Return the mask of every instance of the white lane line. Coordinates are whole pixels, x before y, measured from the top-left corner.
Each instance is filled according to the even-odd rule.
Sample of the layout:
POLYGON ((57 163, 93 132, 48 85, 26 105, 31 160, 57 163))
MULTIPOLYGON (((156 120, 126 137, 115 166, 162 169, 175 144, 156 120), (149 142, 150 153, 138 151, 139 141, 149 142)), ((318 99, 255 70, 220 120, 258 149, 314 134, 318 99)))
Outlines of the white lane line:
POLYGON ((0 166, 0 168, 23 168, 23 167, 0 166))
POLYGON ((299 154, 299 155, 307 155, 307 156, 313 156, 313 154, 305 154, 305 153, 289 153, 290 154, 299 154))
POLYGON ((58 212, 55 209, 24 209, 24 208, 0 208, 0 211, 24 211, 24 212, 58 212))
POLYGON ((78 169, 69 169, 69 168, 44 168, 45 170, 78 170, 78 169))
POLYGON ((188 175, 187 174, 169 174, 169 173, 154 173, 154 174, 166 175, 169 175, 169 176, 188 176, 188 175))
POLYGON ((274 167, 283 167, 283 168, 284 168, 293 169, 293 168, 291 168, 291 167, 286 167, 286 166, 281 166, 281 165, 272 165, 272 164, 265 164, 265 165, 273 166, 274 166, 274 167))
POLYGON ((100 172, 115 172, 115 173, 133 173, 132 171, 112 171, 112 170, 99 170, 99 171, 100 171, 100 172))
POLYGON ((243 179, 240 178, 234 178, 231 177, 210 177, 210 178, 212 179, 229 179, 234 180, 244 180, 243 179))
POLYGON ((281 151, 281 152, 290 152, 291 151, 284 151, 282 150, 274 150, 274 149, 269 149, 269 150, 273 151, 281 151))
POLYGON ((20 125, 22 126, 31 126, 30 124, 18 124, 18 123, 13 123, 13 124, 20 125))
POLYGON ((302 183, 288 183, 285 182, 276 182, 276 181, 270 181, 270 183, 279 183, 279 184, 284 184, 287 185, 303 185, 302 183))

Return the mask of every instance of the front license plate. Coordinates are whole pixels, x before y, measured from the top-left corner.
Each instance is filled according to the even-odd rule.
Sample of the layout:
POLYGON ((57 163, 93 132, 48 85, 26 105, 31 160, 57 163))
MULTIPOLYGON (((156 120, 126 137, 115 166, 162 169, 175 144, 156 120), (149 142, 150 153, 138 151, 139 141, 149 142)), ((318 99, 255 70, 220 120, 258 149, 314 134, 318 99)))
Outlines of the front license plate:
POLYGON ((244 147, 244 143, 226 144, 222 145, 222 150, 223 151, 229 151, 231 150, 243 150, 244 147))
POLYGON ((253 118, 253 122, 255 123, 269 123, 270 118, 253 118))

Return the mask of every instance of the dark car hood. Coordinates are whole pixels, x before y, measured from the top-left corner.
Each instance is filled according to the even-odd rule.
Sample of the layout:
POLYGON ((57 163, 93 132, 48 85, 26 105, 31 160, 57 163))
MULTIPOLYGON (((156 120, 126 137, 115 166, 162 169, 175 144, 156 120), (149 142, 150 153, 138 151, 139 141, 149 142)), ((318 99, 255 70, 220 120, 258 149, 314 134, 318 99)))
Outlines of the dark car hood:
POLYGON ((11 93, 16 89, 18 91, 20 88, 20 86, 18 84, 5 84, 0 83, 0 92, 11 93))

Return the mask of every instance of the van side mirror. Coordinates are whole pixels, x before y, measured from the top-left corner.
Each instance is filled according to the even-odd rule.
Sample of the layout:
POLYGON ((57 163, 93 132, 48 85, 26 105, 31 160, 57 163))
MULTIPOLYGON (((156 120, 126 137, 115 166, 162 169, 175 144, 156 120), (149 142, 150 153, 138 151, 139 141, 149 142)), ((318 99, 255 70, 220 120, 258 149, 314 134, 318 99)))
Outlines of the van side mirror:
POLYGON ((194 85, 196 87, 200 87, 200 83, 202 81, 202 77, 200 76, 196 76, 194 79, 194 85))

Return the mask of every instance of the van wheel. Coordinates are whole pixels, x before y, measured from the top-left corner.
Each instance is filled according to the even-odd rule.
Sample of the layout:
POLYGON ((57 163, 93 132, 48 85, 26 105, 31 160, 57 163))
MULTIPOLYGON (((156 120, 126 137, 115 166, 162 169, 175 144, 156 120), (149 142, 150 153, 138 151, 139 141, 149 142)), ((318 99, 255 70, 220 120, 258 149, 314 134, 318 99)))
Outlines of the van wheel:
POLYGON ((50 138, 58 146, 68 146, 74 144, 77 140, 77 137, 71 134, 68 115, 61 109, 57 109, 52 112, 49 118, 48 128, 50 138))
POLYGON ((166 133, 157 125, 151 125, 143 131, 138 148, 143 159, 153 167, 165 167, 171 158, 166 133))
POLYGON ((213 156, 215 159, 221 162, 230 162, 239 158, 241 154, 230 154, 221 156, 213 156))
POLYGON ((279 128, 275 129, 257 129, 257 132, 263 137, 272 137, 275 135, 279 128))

☆ ☆ ☆ ☆

Objective :: Please copy every line of the records above, keeping each one unchanged and in its original order.

Task result ::
Return the mask of every instance of the white lane line. Coordinates are whole pixels, x before y, measured from the top-left corner.
Each instance is filled according to the even-odd rule.
Sample of the layout:
POLYGON ((57 163, 93 132, 48 85, 26 105, 31 160, 57 163))
MULTIPOLYGON (((156 120, 126 137, 115 166, 162 169, 175 144, 156 120), (149 142, 150 153, 138 151, 139 141, 149 142)), ((318 99, 255 70, 220 120, 258 149, 314 134, 318 99)))
Outlines of the white lane line:
POLYGON ((0 166, 0 168, 23 168, 23 167, 0 166))
POLYGON ((299 154, 299 155, 307 155, 307 156, 313 156, 313 154, 305 154, 305 153, 289 153, 290 154, 299 154))
POLYGON ((58 212, 55 209, 24 209, 24 208, 0 208, 0 211, 24 211, 24 212, 58 212))
POLYGON ((78 169, 69 169, 69 168, 44 168, 45 170, 78 170, 78 169))
POLYGON ((188 175, 187 174, 169 174, 169 173, 154 173, 154 174, 166 175, 169 175, 169 176, 188 176, 188 175))
POLYGON ((274 167, 283 167, 283 168, 284 168, 293 169, 293 168, 291 168, 291 167, 286 167, 286 166, 281 166, 281 165, 272 165, 272 164, 265 164, 265 165, 273 166, 274 166, 274 167))
POLYGON ((100 172, 115 172, 115 173, 133 173, 132 171, 112 171, 112 170, 99 170, 99 171, 100 171, 100 172))
POLYGON ((243 179, 240 178, 234 178, 231 177, 210 177, 210 178, 212 179, 229 179, 234 180, 244 180, 243 179))
POLYGON ((281 151, 281 152, 290 152, 291 151, 284 151, 282 150, 274 150, 274 149, 269 149, 269 150, 273 151, 281 151))
POLYGON ((20 125, 22 126, 31 126, 30 124, 18 124, 18 123, 13 123, 13 124, 20 125))
POLYGON ((302 183, 288 183, 285 182, 276 182, 276 181, 270 181, 270 183, 279 183, 279 184, 284 184, 287 185, 303 185, 302 183))

Return the mask of every instance of the front license plate. Coordinates are whole pixels, x before y, measured from the top-left corner.
Each instance is filled according to the even-odd rule.
Sample of the layout:
POLYGON ((57 163, 93 132, 48 85, 26 105, 31 160, 57 163))
MULTIPOLYGON (((156 120, 126 137, 115 166, 162 169, 175 144, 156 120), (149 142, 150 153, 138 151, 139 141, 149 142)), ((318 99, 255 70, 220 120, 258 149, 314 134, 318 99)))
Outlines of the front license plate:
POLYGON ((244 147, 244 143, 226 144, 222 145, 222 150, 223 151, 229 151, 231 150, 243 150, 244 147))
POLYGON ((253 118, 253 122, 255 123, 269 123, 270 118, 253 118))

Return the mask of every instance of the dark car hood. Coordinates are whole pixels, x before y, measured from the top-left corner.
Each instance is filled according to the even-odd rule.
Sample of the layout:
POLYGON ((57 163, 93 132, 48 85, 26 105, 31 160, 57 163))
MULTIPOLYGON (((156 120, 126 137, 115 166, 162 169, 175 144, 156 120), (149 142, 150 153, 138 151, 139 141, 149 142)), ((318 99, 255 70, 220 120, 258 149, 314 134, 318 99)))
Outlines of the dark car hood:
POLYGON ((11 93, 16 89, 18 91, 20 88, 20 86, 18 84, 5 84, 0 83, 0 92, 11 93))

Return the mask of every instance of the van side mirror. Coordinates are whole pixels, x before y, measured from the top-left corner.
Each instance is filled according to the even-odd rule.
Sample of the layout:
POLYGON ((57 163, 93 132, 48 85, 26 105, 31 160, 57 163))
MULTIPOLYGON (((156 120, 126 137, 115 166, 162 169, 175 144, 156 120), (149 142, 150 153, 138 151, 139 141, 149 142)), ((318 99, 255 70, 220 120, 258 149, 314 134, 318 99)))
Outlines of the van side mirror:
POLYGON ((194 85, 196 87, 200 87, 200 83, 202 81, 202 77, 200 76, 196 76, 194 79, 194 85))

Return the mask of every instance of the van wheel. Coordinates are whole pixels, x before y, measured from the top-left corner.
Each instance is filled according to the even-odd rule.
Sample of the layout:
POLYGON ((57 163, 93 132, 48 85, 26 105, 31 160, 57 163))
MULTIPOLYGON (((156 120, 126 137, 115 166, 162 169, 175 144, 156 120), (149 142, 150 153, 138 151, 139 141, 149 142)), ((318 99, 255 70, 220 120, 258 149, 314 134, 318 99)))
Outlines of the van wheel:
POLYGON ((50 138, 58 146, 68 146, 74 144, 77 140, 77 137, 71 134, 68 115, 61 109, 57 109, 52 112, 49 118, 48 128, 50 138))
POLYGON ((166 133, 157 125, 151 125, 143 131, 138 148, 143 159, 153 167, 165 167, 171 158, 166 133))
POLYGON ((213 156, 215 159, 221 162, 230 162, 239 158, 241 154, 230 154, 221 156, 213 156))
POLYGON ((279 128, 275 129, 257 129, 257 132, 263 137, 272 137, 275 135, 279 128))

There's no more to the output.